Exercise directions:
What you output must be the exact lines from the first line of the data through the one holding "positive clicks: (71, 157)", with no pictures.

═════ Information shown

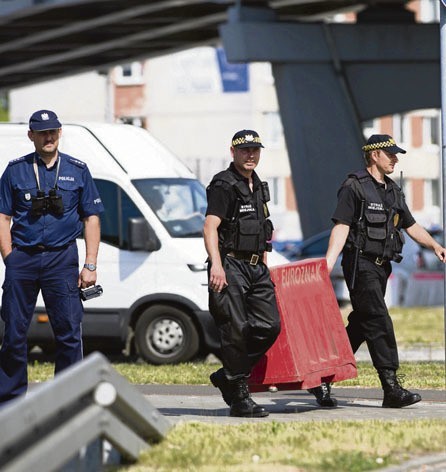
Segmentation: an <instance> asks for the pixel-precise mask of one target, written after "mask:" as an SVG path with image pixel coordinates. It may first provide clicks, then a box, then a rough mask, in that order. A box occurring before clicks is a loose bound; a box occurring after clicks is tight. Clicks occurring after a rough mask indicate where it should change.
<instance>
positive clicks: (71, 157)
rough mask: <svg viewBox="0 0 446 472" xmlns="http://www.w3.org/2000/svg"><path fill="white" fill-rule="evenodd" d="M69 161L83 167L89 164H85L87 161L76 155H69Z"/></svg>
mask: <svg viewBox="0 0 446 472" xmlns="http://www.w3.org/2000/svg"><path fill="white" fill-rule="evenodd" d="M68 162H71V164H74V165H75V166H78V167H81V168H82V169H83V168H85V166H86V165H87V164H85V162H82V161H80V160H79V159H75V158H74V157H71V156H68Z"/></svg>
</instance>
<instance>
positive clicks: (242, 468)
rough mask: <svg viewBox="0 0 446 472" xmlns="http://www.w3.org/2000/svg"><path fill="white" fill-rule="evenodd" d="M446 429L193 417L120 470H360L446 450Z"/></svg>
mask: <svg viewBox="0 0 446 472" xmlns="http://www.w3.org/2000/svg"><path fill="white" fill-rule="evenodd" d="M445 431H446V422H445V421H442V420H417V421H381V420H379V421H378V420H368V421H336V422H313V421H312V422H305V423H303V422H287V423H277V422H274V421H273V422H262V423H260V422H258V423H245V424H241V425H231V426H228V425H214V424H203V423H196V422H189V423H183V424H179V425H177V426H176V427H175V428H174V429H172V430H171V431H170V432H169V434H168V435H167V437H166V439H165V440H164V441H163V442H162V443H161V444H159V445H155V446H154V447H153V448H152V449H149V450H147V451H145V452H144V453H143V454H142V455H141V457H140V460H139V461H138V464H135V465H134V466H129V467H121V468H120V470H122V471H123V470H125V471H128V472H138V471H155V470H156V471H180V470H182V471H200V472H201V471H202V472H205V471H207V472H217V471H218V472H220V471H228V472H229V471H235V472H250V471H265V472H266V471H271V470H274V471H280V472H285V471H286V472H288V471H330V472H331V471H335V472H344V471H345V472H359V471H365V470H373V469H378V468H381V467H385V466H387V465H390V464H395V463H398V462H401V461H404V460H407V459H408V458H409V457H413V456H416V455H421V454H430V453H433V452H439V451H444V444H445V441H446V436H445Z"/></svg>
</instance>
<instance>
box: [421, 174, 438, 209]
mask: <svg viewBox="0 0 446 472" xmlns="http://www.w3.org/2000/svg"><path fill="white" fill-rule="evenodd" d="M424 203H425V206H438V207H440V205H441V185H440V179H427V180H426V181H425V183H424Z"/></svg>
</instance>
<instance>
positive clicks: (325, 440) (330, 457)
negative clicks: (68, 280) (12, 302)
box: [29, 308, 446, 472]
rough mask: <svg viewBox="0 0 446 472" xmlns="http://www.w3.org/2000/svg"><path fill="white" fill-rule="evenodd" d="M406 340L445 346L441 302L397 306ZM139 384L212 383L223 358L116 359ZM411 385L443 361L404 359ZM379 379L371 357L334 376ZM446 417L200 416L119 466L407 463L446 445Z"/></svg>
mask: <svg viewBox="0 0 446 472" xmlns="http://www.w3.org/2000/svg"><path fill="white" fill-rule="evenodd" d="M391 314H392V317H393V320H394V325H395V331H396V334H397V338H398V342H399V345H400V346H411V345H413V344H414V343H416V344H424V345H429V346H434V347H441V346H444V341H443V332H444V328H443V309H439V308H415V309H411V308H404V309H392V310H391ZM112 365H113V367H114V368H115V369H116V370H117V371H118V372H119V373H120V374H122V375H123V376H124V377H125V378H126V379H127V380H128V381H129V382H131V383H135V384H195V385H209V374H210V373H211V372H213V371H214V370H215V369H216V368H218V367H219V365H220V364H216V363H214V364H212V363H204V362H194V363H184V364H178V365H172V366H153V365H147V364H144V363H141V362H139V363H125V362H120V363H113V364H112ZM53 368H54V365H53V364H52V363H49V362H46V363H32V364H30V366H29V378H30V381H31V382H36V381H44V380H47V379H50V378H52V376H53ZM399 373H401V374H405V375H406V385H407V387H408V388H411V389H412V388H416V389H423V388H424V389H426V388H429V389H442V390H444V388H445V366H444V363H442V362H403V363H401V368H400V370H399ZM347 386H348V387H351V386H355V387H379V380H378V376H377V375H376V372H375V369H374V368H373V366H372V365H371V364H370V363H369V362H359V363H358V377H357V378H355V379H350V380H346V381H343V382H339V383H336V384H335V389H336V388H342V387H347ZM445 443H446V421H444V420H440V419H438V420H411V421H409V420H408V421H383V420H379V421H378V420H367V421H361V420H358V421H326V422H313V421H311V422H302V421H299V422H297V421H296V422H286V423H278V422H275V421H272V422H271V421H265V422H258V421H255V420H254V421H253V422H250V423H244V424H239V425H221V424H220V425H219V424H207V423H199V422H185V423H179V424H177V425H176V426H175V427H174V428H172V430H171V431H170V432H169V434H168V435H167V437H166V438H165V439H164V440H163V441H162V442H161V443H160V444H158V445H154V446H153V447H152V448H151V449H149V450H147V451H145V452H144V453H143V454H142V455H141V457H140V460H139V461H138V462H137V463H136V464H134V465H131V466H128V467H123V466H121V467H119V471H126V472H146V471H147V472H149V471H158V472H161V471H165V472H167V471H169V472H170V471H187V472H226V471H227V472H229V471H231V472H232V471H234V472H254V471H255V472H269V471H271V470H274V471H277V472H291V471H293V472H298V471H300V472H302V471H308V472H319V471H329V472H332V471H333V472H362V471H366V470H374V469H379V468H382V467H385V466H389V465H391V464H396V463H401V462H404V461H406V460H408V459H410V458H413V457H417V456H421V455H424V454H432V453H435V452H439V451H444V444H445Z"/></svg>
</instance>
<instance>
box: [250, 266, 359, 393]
mask: <svg viewBox="0 0 446 472" xmlns="http://www.w3.org/2000/svg"><path fill="white" fill-rule="evenodd" d="M271 277H272V279H273V281H274V283H275V285H276V296H277V302H278V305H279V312H280V315H281V320H282V331H281V333H280V335H279V337H278V338H277V341H276V342H275V343H274V345H273V346H272V347H271V349H270V350H269V351H268V352H267V353H266V355H265V356H264V357H263V358H262V359H261V360H260V361H259V363H258V364H257V365H256V366H255V367H254V369H253V372H252V375H251V377H250V379H249V384H250V389H251V390H252V391H254V392H255V391H261V390H267V389H268V388H270V387H272V386H275V387H277V388H278V389H281V390H282V389H283V390H290V389H292V390H298V389H307V388H312V387H316V386H318V385H320V383H321V381H325V382H338V381H340V380H345V379H350V378H354V377H356V376H357V372H356V362H355V357H354V355H353V352H352V350H351V347H350V343H349V341H348V338H347V333H346V331H345V327H344V323H343V320H342V315H341V312H340V310H339V306H338V303H337V300H336V296H335V293H334V291H333V286H332V285H331V282H330V277H329V275H328V270H327V262H326V260H325V259H324V258H322V259H306V260H304V261H299V262H294V263H290V264H286V265H282V266H277V267H273V268H272V269H271Z"/></svg>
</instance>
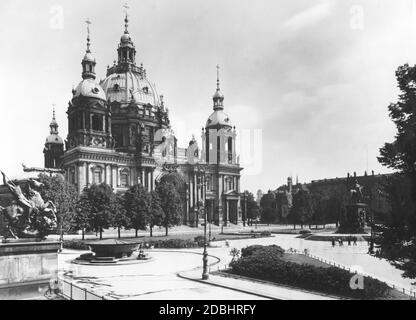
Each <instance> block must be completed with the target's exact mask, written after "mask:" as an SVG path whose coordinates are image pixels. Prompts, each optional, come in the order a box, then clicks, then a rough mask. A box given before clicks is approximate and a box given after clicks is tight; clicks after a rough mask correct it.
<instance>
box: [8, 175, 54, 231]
mask: <svg viewBox="0 0 416 320" xmlns="http://www.w3.org/2000/svg"><path fill="white" fill-rule="evenodd" d="M0 172H1V174H2V176H3V183H4V185H5V186H6V187H7V189H8V190H9V192H10V193H11V195H12V196H13V200H12V201H11V204H10V205H8V206H6V207H2V206H1V205H0V214H1V215H3V216H4V217H5V219H6V222H7V233H6V234H5V235H4V236H5V237H6V238H10V237H12V238H15V239H19V238H33V237H37V238H38V237H40V238H43V237H45V236H46V235H47V234H48V233H50V231H51V230H53V229H56V228H57V218H56V207H55V205H54V203H53V202H51V201H46V202H45V201H44V200H43V199H42V196H41V194H40V193H39V190H40V188H41V187H42V184H41V183H40V182H39V181H37V180H35V179H29V180H28V182H27V183H25V184H24V185H22V187H21V186H20V185H18V184H17V183H14V182H13V181H10V180H8V179H7V178H6V175H5V174H4V172H2V171H0ZM22 189H23V190H22Z"/></svg>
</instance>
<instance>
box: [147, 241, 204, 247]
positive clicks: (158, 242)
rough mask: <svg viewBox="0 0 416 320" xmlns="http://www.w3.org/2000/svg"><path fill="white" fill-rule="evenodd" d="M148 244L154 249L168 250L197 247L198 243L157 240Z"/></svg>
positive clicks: (197, 242)
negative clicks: (162, 248)
mask: <svg viewBox="0 0 416 320" xmlns="http://www.w3.org/2000/svg"><path fill="white" fill-rule="evenodd" d="M149 244H150V245H151V246H154V247H155V248H170V249H184V248H197V247H199V244H198V242H195V241H193V240H189V239H186V240H183V239H169V240H158V241H151V242H150V243H149Z"/></svg>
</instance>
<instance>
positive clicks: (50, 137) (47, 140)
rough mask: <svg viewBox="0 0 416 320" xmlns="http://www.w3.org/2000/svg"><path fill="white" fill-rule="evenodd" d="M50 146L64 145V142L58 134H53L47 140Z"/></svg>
mask: <svg viewBox="0 0 416 320" xmlns="http://www.w3.org/2000/svg"><path fill="white" fill-rule="evenodd" d="M46 143H48V144H63V143H64V141H63V140H62V138H61V137H60V136H59V135H58V134H51V135H49V136H48V137H47V138H46Z"/></svg>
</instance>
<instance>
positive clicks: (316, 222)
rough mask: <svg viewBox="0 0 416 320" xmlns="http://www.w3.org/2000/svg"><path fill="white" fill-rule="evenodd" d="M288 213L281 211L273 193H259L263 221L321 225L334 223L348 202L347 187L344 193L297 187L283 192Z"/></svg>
mask: <svg viewBox="0 0 416 320" xmlns="http://www.w3.org/2000/svg"><path fill="white" fill-rule="evenodd" d="M286 196H288V197H291V198H290V201H288V200H287V199H286V200H285V202H286V203H285V205H286V206H287V211H288V212H283V208H282V204H281V203H280V201H281V199H279V198H278V196H277V197H276V195H275V194H274V193H273V192H268V193H266V194H265V195H263V197H262V199H261V201H260V213H261V221H262V222H264V223H290V224H293V228H294V229H296V225H300V226H301V228H303V226H304V225H309V227H311V225H315V226H316V227H317V225H323V227H325V225H326V224H329V223H335V224H336V225H337V226H338V224H339V221H340V219H341V217H342V215H343V213H344V211H345V205H346V204H347V202H348V193H347V188H345V192H332V193H331V194H328V193H325V192H323V191H322V190H313V189H311V190H304V189H300V190H297V191H296V192H295V193H293V194H292V195H286Z"/></svg>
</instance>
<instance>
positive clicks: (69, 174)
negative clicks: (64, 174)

══════════

Your response:
Segmentation: an <instance> asks for the pixel-precise mask of one target, written after "mask:" as an SVG path with image pixel coordinates. It may first provide clicks, then a box, then a rough mask, in that order. A box occurring before clicks is a loose bound; a box occurring after clicks is tight. Clicks occurring after a rough mask indicate where it should change.
<instance>
positive clicks: (71, 157)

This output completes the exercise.